Note every line in the entries that contains the string "blonde", and copy it.

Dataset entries
============================================================
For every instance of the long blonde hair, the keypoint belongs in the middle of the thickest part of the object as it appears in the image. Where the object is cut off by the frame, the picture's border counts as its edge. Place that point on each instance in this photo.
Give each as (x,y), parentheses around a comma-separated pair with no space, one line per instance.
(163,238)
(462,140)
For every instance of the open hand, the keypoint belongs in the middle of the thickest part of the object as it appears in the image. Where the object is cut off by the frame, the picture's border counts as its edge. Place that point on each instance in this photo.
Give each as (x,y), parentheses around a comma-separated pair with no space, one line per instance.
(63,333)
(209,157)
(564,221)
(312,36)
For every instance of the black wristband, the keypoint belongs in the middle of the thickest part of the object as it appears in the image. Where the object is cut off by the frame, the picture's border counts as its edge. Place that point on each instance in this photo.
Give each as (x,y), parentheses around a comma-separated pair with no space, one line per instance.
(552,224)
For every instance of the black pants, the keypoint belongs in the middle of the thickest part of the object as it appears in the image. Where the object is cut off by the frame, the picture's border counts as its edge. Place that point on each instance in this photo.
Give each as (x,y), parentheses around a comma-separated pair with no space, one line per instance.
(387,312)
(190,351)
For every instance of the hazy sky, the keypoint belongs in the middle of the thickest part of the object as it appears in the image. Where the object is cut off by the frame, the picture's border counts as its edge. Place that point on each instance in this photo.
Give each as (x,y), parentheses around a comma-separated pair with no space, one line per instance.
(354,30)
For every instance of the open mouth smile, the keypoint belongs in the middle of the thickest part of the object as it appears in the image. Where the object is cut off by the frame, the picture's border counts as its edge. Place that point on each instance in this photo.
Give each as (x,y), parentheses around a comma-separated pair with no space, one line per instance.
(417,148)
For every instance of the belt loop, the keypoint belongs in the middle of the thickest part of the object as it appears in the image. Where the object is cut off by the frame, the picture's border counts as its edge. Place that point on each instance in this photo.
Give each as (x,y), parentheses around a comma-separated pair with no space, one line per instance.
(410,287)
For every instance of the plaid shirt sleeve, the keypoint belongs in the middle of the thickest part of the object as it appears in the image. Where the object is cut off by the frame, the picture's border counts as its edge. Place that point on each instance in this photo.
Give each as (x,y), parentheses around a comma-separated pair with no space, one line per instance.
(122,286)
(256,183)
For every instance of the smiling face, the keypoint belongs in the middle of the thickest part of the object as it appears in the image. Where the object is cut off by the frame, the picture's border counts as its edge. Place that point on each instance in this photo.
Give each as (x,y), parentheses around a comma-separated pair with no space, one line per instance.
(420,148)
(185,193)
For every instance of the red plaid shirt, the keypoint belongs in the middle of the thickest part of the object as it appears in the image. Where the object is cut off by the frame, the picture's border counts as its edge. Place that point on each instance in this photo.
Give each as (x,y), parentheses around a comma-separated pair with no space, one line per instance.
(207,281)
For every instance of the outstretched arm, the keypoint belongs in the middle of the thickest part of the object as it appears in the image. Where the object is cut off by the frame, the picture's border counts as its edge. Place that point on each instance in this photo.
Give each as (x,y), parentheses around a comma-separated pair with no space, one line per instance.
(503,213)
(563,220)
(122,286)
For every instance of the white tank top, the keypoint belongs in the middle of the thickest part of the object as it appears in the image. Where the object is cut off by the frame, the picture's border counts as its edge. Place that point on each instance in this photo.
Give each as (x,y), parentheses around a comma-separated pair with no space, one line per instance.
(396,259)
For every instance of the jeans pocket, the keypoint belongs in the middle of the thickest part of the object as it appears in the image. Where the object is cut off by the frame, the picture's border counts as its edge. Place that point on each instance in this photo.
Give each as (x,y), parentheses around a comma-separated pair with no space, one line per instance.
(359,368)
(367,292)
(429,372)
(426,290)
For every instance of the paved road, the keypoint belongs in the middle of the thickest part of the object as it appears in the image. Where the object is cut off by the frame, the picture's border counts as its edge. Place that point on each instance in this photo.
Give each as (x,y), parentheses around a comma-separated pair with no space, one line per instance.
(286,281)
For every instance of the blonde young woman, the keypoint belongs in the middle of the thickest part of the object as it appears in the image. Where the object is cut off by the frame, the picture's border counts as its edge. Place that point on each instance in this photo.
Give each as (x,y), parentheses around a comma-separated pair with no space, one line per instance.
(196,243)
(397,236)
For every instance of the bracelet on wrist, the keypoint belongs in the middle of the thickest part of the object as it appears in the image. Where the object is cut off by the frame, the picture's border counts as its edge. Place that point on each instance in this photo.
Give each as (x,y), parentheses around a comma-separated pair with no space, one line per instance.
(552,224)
============================================================
SOLUTION TO THIS PROBLEM –
For every instance of the long blonde hair, the keypoint belongs in the middle of the thickest part of the object as it appears in the image. Where the object is cut off by the frame, the picture's border counts as its edge. Place that point on each instance in this photo.
For every instance of the blonde young woman, the keypoint belongs in the middle of the thickest part of the object as it appears in the image. Where the object is cut off by the frame, the picture's border counts as its edge. Place that point on each instance in this photo.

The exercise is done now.